> PASSAGE PROVIDED
════════

So it begins.  It turns out that a fast, hard thrust of a hypodermic needle hurts less.  It takes us three days to figure this out.  Dan’s first attempt to inject my butt with the prescribed hormone cocktail takes two tortuous hours.  I lay on our bed, pants pulled down, one butt cheek exposed.

The first hour we stare at the syringe. The needle is sharp and long, meant to reach muscle.  The liquid in the barrel contains all the hope we have for a child.

“You can do it,” I say.  I place the syringe in his hand.  We are both graduates of a one-hour course on “how to give an injection.”  Sweat is visible on his upper lip.  I look at him with as much confidence as I can muster.  His short dark curly hair sticks out in places, a result of his clammy hands nervously combing through it.  I know this is hard for him.  He is completely out of his element, but he loves me and I love him.

“Just do it, jam it in.  I won’t scream, I promise,” I say.  Irritation over time replaces fear.

“Let’s just go to the emergency room and ask a nurse to do this,” he says.

“Are you kidding me? We have to be able to do this. If we can’t do this, we are not meant to have a child.” I say.  I know these words hurt.  I am baiting him.  Maybe if he gets mad at me, he will just stab me with the damn thing.

He doesn’t bite.

“Okay, okay,” he says.  He repeats these same words many times.  I am still lying on my side.  The room smells like rubbing alcohol.  He has swabbed the injection site with alcohol twenty thousand times.

“Just do it,” I say.

Finally, he jams the needle into my butt, and pulls it right back out.  Every drop of liquid is still in the barrel.  We stare at the syringe.

“That’s it, I quit.”

“Okay, okay. I’m sorry, one more time” he says and pushes the needle where it needs to go.  The liquid causes my muscle to cramp but it feels good because it is done.  I roll over.  Dan looks like he’s going to throw up.  He runs to the bathroom.   Bent over the sink, he splashes cold water on his face.

“You did it!” I say.

I follow him and hug him tight from behind.  It is done, only nineteen more days of this to go.

“Thirteen eggs” Dan informs me when I awake from the anesthesia.  My ovaries, once the size of blueberries, are now baseballs. They hurt.

“Everything go okay with you?” I ask

“All good” he says with a laugh. “Let’s hope they pick some good ones”.

I smile.  His part in this is hard too.  While I am in the operating room, he goes alone into a room set aside for ejaculating into a sterile plastic cup. Then he passes the carefully labeled jar to a technician.  Through it all he maintains his sense of dignity and a sense of humor.

════════

> ENTRIES SHOWN
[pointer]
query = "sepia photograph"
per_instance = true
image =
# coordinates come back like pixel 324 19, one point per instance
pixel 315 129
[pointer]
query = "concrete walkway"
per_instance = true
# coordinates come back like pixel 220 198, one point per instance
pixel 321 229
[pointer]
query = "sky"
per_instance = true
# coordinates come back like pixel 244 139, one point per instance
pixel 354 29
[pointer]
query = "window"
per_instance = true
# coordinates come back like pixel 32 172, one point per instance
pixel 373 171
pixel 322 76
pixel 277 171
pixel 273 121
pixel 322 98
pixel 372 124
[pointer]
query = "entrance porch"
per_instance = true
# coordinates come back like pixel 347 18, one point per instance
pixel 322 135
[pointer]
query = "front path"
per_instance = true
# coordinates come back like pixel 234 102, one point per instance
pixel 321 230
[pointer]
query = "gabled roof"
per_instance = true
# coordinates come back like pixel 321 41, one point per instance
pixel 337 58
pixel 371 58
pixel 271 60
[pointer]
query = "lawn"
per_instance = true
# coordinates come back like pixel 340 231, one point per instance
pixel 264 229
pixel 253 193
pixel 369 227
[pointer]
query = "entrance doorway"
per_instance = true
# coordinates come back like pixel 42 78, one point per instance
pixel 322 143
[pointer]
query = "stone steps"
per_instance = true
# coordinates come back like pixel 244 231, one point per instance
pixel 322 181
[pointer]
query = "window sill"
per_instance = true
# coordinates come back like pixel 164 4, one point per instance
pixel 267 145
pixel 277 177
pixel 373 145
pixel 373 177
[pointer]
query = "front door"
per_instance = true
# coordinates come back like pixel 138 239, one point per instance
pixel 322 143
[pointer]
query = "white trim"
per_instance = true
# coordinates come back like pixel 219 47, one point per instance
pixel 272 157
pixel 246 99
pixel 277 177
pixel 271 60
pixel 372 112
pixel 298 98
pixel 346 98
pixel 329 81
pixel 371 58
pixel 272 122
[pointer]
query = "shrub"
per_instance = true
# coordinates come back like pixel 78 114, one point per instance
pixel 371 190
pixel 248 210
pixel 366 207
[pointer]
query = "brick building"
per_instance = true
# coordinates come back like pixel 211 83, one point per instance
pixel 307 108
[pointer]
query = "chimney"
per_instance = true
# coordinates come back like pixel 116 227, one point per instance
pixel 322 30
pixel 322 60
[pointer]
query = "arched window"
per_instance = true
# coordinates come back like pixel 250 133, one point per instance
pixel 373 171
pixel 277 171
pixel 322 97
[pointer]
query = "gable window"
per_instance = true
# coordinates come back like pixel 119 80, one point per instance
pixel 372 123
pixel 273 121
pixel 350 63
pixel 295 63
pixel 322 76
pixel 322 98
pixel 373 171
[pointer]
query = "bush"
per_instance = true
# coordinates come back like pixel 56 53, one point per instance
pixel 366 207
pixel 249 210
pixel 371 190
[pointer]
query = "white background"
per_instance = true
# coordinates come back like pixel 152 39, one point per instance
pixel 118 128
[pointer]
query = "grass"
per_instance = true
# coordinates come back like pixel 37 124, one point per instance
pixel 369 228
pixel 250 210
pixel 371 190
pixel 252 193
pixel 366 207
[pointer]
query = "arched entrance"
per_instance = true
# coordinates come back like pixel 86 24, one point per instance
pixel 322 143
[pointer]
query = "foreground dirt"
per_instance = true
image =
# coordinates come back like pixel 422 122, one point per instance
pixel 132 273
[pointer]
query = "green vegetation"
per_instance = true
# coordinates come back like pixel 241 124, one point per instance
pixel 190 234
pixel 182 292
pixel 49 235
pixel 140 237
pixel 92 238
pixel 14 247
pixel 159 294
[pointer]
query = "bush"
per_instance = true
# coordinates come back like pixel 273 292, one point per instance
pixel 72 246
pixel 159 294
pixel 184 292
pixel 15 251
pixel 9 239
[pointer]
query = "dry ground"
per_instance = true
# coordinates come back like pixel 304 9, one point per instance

════════

> PROBLEMS TO WORK ON
A. List every span of time that the fertility treatment passage mentions, in the order it appears.
B. Write the next part of the fertility treatment passage, beginning after its last sentence.
The lines are not needed for the work that follows.

> RESPONSES BY ITEM NUMBER
A.
three days
two tortuous hours
the first hour
a one-hour course
nineteen more days

B.
We wait for two days.

“You have a call, outside line”

I pick up the phone, “This is Ellyn.”

“Hi Mrs. Gelman, I am calling from the IVF clinic.”

I am cold, sweaty and silent.

“I am calling to let you know that there is one fair embryo”

“What does that mean?” my voice is barely a squeak.

“Well, it has not divided as many times as we like to see by now, but if it is still viable (able to grow) in the morning, it can be transferred into your uterus.  Don’t get your hopes up though, it is only one fair embryo.”

“Okay” I say.

Dan holds my hand as Dr. Ying transfers the microscopic fair embryo into my uterus. It pinches and I feel my uterus cramp. I like this doctor.  He is a mixture of eastern and western medicine.  He believes in visualization.

“For twenty four hour, think Velcro.  Embryo is like Velcro, needs to stick to uterus.” he says.

I don’t understand at first.  It’s sounds to me like he is saying WelKWo.  I stare at him.  He mimes Velcro. I get it.

“Remember, think Velcro,” he calls after me as I leave the procedure room.  For the next week, I pray and visualize Velcro like it’s my job.

Two weeks later, our pregnancy test is positive.  I am once again reminded by the IVF staff not to get my hopes too high, it is still early and this is a fair embryo.  There is nothing “fair” in the world of infertility.  Hope and faith is plain necessary, because the dream of having a child is too big for science alone.

We are their success story.  Our fair embryo implants and develops into a strong healthy baby boy.  He enters our world on July 11, 1992.  All the cracks in me begin to heal the moment I hold him. I never smoke again.

Ellyn Gelman is a freelance writer living in Connecticut.